TASK LIST
A - Reproduce the section of the PayPal strategy text that begins with the words containing "Execution speed is" and ends with "is not unlimited.".
B - Translate this sentence from the PayPal strategy text into Spanish: "Execution speed is the stated problem, and it shows."

TEXT SEGMENT
_ _ _ _ _

My read on France: PayPal is not fighting for checkout domination here. It is preserving relevance inside multi-rail commerce — staying present in marketplaces, maintaining its cross-border moat, using BNPL and merchant infrastructure rather than a consumer launch campaign. Defensive-plus-selective, not aggressive.
That is a rational strategy for a fragmented market shaped by Cartes Bancaires and strong local banking relationships. The JP Morgan / Cartes Bancaires angle — JP Morgan became the first US bank admitted as a CB principal member — suggests PayPal is accessing French payment flows through banking infrastructure rather than around it. Smart adaptation.
What’s Missing From the Strategy
Candor requires acknowledging the gaps.
Execution speed is the stated problem, and it shows. The AI commerce integrations are largely US-first in their current rollout. European users of ChatGPT or Copilot cannot yet experience the same “chat to checkout with PayPal” flow as US users. GDPR complexity, PSD2/3 constraints, and fragmented local regulation will slow European deployment. The window for PayPal to establish AI-commerce dominance in Europe before local alternatives fill the slot is real — but it is not unlimited.

_ _ _ _ _

[Stored data entries]

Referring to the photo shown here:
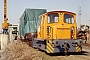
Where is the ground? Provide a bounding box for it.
[0,41,90,60]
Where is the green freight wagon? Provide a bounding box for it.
[19,9,47,36]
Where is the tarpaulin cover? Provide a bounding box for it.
[19,9,46,36]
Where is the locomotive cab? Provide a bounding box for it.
[33,11,82,53]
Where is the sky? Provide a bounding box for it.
[0,0,90,29]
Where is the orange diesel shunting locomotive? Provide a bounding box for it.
[33,11,82,53]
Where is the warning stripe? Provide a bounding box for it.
[76,45,81,52]
[46,40,54,53]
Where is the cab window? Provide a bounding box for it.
[38,17,42,26]
[48,14,59,23]
[64,14,74,24]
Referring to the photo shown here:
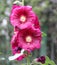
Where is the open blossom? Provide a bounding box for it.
[10,5,36,29]
[11,26,41,51]
[11,35,26,61]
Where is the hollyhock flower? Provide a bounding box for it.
[11,26,41,51]
[10,5,36,29]
[11,35,26,61]
[36,56,46,64]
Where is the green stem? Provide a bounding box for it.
[27,56,30,65]
[22,0,24,6]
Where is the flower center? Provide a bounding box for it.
[20,16,26,23]
[26,36,32,43]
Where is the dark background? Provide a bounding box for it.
[0,0,57,65]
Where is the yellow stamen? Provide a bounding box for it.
[26,36,32,43]
[20,16,26,23]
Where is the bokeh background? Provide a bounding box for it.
[0,0,57,65]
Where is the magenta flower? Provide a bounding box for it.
[37,56,46,64]
[10,5,36,29]
[11,26,41,51]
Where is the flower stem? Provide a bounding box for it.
[22,0,24,6]
[27,56,30,65]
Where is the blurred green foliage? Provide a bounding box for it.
[0,0,57,65]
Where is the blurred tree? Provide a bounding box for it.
[0,0,57,65]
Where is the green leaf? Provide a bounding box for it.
[42,32,47,37]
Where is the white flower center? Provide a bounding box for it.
[20,16,26,23]
[26,36,32,43]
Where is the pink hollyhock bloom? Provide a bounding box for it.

_ _ _ _ _

ANSWERS FOR THE EXERCISE
A -
Execution speed is the stated problem, and it shows. The AI commerce integrations are largely US-first in their current rollout. European users of ChatGPT or Copilot cannot yet experience the same “chat to checkout with PayPal” flow as US users. GDPR complexity, PSD2/3 constraints, and fragmented local regulation will slow European deployment. The window for PayPal to establish AI-commerce dominance in Europe before local alternatives fill the slot is real — but it is not unlimited.

B - La velocidad de ejecución es el problema declarado, y se nota.